SET PROBLEM A →
Extract the stretch from "Toward the end" through "him out of it." from the chronology of Motherwell's career, copying it word for word.

Motherwell, William Baziotes, and the other artists who depended upon the monthly stipend from the gallery are left without a steady source of income.
1948
In October, Motherwell moves back to New York, where Motherwell, Herbert Ferber, Ad Reinhardt, and Barnett Newman create The Subjects of the Artist school, which opens on October 11. The school’s name, suggested by Newman, is meant to emphasize that even the most abstract art has subjects. Nearly fifteen students enroll.
Motherwell organizes a series of Friday night talks by artists; among the first are Ferber and Reinhardt. When the talks prove more popular than expected, Motherwell asks Newman to help in their organization.
Toward the end of the year, Maria Motherwell departs abruptly for California ending their marriage.
Motherwell falls into a deep depression and, while unpacking work he made in East Hampton, he rediscovers the drawing he made for Rosenberg’s poem. At the same time, Motherwell was reading the poetry of Federico García Lorca. He enlarges the black and white image in the drawing and gives the resulting painting the title At Five in the Afternoon, after Lorca’s famous poem commemorating the death of a bullfighter, “Llanto por Ignacio Sánchez Mejías.”
This small work is the first painted picture in the Elegy to the Spanish Republic series.
1948
During a blizzard, Motherwell paints Granada and The Voyage on a large roll of paper tacked to the wall. Still emotionally fragile after recent events, Motherwell considers destroying the new paintings, but Bradley Walker Tomlin talks him out of it.
1949
The Subjects of the Artist school closes in May.
In August, Motherwell travels to Provincetown with Willem de Kooning and delivers the talk “Reflections on Painting Now” as part of the Forum 49 symposium “French Art vs. U.S. Art Today.” The talk marks Motherwell’s first discussion of the concept of the “School of New York” in opposition to the “School of Paris.”
1949
In the fall, Motherwell rejoins the Samuel M. Kootz Gallery, which reopens at 600 Madison Avenue after a one-year hiatus. The gallery’s first exhibition is The Intrasubjectives. The catalogue features an essay by Rosenberg, and brings together the artists who will later become known as the Abstract Expressionists: Baziotes, de Kooning, Arshile Gorky, Adolph Gottlieb, David Hare, Hans Hofmann, Jackson Pollock, Reinhardt, Mark Rothko, and Motherwell.

DATASET →

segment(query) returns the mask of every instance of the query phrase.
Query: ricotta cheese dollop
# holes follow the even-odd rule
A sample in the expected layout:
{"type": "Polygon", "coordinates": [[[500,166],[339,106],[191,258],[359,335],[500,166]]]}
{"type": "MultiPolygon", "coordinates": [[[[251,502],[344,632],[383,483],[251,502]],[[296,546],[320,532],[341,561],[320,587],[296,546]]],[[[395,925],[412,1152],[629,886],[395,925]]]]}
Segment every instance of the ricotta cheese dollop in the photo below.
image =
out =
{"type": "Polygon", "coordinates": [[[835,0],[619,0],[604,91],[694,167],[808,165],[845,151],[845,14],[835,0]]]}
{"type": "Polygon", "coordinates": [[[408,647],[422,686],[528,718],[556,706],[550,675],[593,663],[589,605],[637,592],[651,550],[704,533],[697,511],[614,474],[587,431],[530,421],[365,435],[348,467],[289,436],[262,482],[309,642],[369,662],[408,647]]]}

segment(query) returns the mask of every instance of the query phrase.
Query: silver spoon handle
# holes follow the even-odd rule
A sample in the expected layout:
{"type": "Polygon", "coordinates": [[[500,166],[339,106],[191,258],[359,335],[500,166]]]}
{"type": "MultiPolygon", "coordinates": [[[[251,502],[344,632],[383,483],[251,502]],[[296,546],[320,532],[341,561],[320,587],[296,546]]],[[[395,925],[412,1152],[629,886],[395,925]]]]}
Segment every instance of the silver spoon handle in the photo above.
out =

SET PROBLEM B →
Filter the rows above down to every line that contains the string "instance". Treat uppercase and lowercase letters as different.

WORKED SOLUTION A →
Toward the end of the year, Maria Motherwell departs abruptly for California ending their marriage.
Motherwell falls into a deep depression and, while unpacking work he made in East Hampton, he rediscovers the drawing he made for Rosenberg’s poem. At the same time, Motherwell was reading the poetry of Federico García Lorca. He enlarges the black and white image in the drawing and gives the resulting painting the title At Five in the Afternoon, after Lorca’s famous poem commemorating the death of a bullfighter, “Llanto por Ignacio Sánchez Mejías.”
This small work is the first painted picture in the Elegy to the Spanish Republic series.
1948
During a blizzard, Motherwell paints Granada and The Voyage on a large roll of paper tacked to the wall. Still emotionally fragile after recent events, Motherwell considers destroying the new paintings, but Bradley Walker Tomlin talks him out of it.

WORKED SOLUTION B →
segment(query) returns the mask of every instance of the query phrase.
Segment every instance of the ricotta cheese dollop in the photo below.
segment(query) returns the mask of every instance of the query phrase.
Segment every instance of the silver spoon handle in the photo above.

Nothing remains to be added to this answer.